Data items
%%

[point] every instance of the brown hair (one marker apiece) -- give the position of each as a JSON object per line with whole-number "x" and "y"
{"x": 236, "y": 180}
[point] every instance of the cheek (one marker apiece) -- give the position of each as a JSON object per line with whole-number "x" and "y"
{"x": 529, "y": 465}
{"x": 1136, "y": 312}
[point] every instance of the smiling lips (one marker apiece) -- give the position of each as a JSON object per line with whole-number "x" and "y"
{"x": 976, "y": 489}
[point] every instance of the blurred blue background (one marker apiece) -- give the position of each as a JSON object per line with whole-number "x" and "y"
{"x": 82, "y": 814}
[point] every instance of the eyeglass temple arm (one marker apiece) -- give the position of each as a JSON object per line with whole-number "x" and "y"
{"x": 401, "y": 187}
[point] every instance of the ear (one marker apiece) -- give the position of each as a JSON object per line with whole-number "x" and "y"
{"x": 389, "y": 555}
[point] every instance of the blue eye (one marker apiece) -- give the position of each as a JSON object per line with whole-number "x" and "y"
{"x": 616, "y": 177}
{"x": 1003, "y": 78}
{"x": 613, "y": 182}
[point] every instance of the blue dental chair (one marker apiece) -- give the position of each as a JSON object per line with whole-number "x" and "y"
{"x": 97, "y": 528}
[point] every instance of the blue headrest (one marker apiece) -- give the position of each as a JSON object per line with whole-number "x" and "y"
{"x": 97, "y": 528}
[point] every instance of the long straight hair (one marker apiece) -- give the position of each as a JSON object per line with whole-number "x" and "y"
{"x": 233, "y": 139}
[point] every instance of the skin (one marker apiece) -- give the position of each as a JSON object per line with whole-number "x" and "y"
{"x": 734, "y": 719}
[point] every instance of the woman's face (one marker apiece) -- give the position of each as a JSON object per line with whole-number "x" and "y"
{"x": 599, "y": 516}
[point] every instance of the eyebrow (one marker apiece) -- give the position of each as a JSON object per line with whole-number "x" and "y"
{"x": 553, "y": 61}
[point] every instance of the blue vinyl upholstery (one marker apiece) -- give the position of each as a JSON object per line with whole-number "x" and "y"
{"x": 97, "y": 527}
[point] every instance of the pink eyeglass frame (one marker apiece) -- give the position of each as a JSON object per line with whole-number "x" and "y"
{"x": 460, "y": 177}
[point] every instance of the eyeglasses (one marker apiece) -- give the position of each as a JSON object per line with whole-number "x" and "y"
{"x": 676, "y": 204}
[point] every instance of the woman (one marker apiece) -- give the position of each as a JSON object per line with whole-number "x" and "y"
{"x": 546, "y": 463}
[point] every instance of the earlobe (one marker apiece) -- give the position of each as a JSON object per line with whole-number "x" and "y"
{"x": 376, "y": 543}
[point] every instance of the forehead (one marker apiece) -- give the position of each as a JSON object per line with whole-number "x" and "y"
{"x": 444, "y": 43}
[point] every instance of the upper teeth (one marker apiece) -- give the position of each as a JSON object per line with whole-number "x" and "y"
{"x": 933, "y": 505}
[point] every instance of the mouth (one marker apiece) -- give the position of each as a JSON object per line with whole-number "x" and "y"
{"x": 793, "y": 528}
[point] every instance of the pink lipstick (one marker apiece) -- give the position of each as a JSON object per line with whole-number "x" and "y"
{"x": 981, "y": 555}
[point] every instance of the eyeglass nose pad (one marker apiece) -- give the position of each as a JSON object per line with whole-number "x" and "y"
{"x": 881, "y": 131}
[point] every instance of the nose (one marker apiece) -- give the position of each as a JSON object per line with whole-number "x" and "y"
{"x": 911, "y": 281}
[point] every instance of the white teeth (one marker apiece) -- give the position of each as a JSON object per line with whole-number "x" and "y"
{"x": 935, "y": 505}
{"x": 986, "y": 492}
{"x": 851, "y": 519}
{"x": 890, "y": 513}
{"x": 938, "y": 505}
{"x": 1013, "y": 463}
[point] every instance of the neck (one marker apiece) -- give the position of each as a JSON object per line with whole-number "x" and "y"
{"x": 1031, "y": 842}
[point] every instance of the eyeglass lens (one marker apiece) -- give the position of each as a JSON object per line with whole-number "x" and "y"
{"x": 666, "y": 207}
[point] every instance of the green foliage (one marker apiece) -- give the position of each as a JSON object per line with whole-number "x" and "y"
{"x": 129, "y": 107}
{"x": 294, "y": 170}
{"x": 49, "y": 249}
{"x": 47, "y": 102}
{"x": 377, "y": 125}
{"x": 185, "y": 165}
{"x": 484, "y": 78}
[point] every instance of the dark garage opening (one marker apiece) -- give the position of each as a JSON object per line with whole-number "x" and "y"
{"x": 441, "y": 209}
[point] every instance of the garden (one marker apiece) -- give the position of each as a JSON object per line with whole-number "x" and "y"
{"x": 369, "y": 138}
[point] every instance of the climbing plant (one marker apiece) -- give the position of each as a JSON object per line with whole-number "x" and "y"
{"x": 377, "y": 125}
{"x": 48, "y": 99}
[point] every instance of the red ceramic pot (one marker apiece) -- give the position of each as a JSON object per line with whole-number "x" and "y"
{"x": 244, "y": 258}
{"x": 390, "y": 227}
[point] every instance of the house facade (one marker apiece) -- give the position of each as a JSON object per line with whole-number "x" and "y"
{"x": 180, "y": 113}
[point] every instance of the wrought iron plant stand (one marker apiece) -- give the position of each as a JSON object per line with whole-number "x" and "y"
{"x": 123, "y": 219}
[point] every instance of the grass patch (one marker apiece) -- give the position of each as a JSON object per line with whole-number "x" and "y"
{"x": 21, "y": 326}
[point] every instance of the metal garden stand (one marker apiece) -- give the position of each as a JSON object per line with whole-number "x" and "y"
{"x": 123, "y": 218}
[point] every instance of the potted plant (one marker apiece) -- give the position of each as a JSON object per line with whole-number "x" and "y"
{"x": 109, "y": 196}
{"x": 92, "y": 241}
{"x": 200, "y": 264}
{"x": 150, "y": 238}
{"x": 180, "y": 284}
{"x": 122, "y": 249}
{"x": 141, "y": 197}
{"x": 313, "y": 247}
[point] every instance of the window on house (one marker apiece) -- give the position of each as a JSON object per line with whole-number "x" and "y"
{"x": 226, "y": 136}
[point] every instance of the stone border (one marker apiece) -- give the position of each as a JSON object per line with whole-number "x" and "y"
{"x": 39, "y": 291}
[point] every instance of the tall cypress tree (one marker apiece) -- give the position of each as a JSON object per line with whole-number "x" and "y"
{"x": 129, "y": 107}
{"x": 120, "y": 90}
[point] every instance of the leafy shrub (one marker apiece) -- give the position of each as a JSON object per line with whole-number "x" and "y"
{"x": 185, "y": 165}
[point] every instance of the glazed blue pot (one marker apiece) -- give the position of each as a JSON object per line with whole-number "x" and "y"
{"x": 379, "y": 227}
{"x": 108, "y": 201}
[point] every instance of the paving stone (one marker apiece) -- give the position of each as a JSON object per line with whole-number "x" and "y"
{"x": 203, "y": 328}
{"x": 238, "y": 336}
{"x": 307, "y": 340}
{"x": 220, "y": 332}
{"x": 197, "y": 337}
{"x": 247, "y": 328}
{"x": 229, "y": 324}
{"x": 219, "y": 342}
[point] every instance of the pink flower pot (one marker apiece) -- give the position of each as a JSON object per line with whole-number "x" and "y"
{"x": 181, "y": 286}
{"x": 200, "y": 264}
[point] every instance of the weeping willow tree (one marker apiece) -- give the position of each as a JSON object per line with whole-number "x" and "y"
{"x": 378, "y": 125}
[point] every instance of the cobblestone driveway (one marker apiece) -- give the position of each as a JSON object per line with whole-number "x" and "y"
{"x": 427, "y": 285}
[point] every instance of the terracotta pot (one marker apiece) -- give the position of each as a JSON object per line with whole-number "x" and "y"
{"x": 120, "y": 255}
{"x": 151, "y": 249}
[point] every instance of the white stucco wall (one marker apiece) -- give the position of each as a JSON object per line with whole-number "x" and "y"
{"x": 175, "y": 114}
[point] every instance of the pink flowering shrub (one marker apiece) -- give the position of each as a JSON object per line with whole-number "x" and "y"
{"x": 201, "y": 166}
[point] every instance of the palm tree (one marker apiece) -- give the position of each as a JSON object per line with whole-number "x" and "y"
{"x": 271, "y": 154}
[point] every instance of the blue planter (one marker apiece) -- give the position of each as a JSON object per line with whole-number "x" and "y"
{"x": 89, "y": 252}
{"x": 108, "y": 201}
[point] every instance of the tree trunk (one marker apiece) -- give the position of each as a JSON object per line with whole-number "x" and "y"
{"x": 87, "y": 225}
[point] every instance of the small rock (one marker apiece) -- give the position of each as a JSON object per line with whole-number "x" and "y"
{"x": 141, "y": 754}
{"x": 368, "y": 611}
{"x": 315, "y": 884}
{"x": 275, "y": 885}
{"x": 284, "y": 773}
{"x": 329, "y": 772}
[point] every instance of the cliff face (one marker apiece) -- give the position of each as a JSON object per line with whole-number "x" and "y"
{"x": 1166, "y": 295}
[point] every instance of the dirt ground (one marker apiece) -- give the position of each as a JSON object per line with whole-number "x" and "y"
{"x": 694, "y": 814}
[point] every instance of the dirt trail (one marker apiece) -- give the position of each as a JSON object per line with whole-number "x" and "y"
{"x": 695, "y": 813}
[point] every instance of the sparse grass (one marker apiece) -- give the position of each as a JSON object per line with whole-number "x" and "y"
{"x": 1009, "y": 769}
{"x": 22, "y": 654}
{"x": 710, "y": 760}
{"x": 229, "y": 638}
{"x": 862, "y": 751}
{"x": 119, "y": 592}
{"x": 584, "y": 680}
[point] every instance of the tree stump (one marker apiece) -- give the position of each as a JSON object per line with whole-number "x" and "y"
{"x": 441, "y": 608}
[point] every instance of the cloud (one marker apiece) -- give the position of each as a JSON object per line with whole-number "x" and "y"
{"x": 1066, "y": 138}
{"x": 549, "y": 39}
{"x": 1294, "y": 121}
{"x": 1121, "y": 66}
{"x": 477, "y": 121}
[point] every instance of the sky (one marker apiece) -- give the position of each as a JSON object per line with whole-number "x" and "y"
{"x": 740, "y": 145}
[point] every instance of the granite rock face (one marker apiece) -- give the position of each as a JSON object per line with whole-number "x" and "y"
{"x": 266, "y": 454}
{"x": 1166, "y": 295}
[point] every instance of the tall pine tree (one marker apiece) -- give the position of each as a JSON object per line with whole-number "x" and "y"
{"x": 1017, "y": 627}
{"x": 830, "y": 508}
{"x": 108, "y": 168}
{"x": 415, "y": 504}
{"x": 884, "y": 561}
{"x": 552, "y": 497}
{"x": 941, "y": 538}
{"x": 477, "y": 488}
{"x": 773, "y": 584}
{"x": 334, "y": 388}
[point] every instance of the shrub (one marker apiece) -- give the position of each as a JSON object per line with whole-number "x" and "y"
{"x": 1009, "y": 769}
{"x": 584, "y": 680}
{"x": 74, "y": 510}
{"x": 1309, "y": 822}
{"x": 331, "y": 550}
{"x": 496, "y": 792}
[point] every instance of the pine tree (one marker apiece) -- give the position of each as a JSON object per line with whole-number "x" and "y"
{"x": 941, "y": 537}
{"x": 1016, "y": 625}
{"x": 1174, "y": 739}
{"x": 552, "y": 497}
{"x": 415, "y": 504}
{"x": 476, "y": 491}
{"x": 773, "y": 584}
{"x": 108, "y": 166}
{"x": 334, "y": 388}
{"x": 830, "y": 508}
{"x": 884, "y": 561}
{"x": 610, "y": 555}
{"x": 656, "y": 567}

%%

• _TASK PROMPT_
Nothing but the lines from the line containing "[point] every instance of the pine" through the final line of the entries should appear in your answer, copied exactly.

• _EXERCISE OUTPUT_
[point] every instance of the pine tree (one marker apiece) -- give the position of each as a JSON object per line with whole-number "x" and "y"
{"x": 941, "y": 537}
{"x": 1016, "y": 625}
{"x": 1174, "y": 739}
{"x": 552, "y": 497}
{"x": 415, "y": 504}
{"x": 476, "y": 491}
{"x": 773, "y": 584}
{"x": 108, "y": 166}
{"x": 334, "y": 388}
{"x": 830, "y": 508}
{"x": 884, "y": 561}
{"x": 610, "y": 555}
{"x": 656, "y": 567}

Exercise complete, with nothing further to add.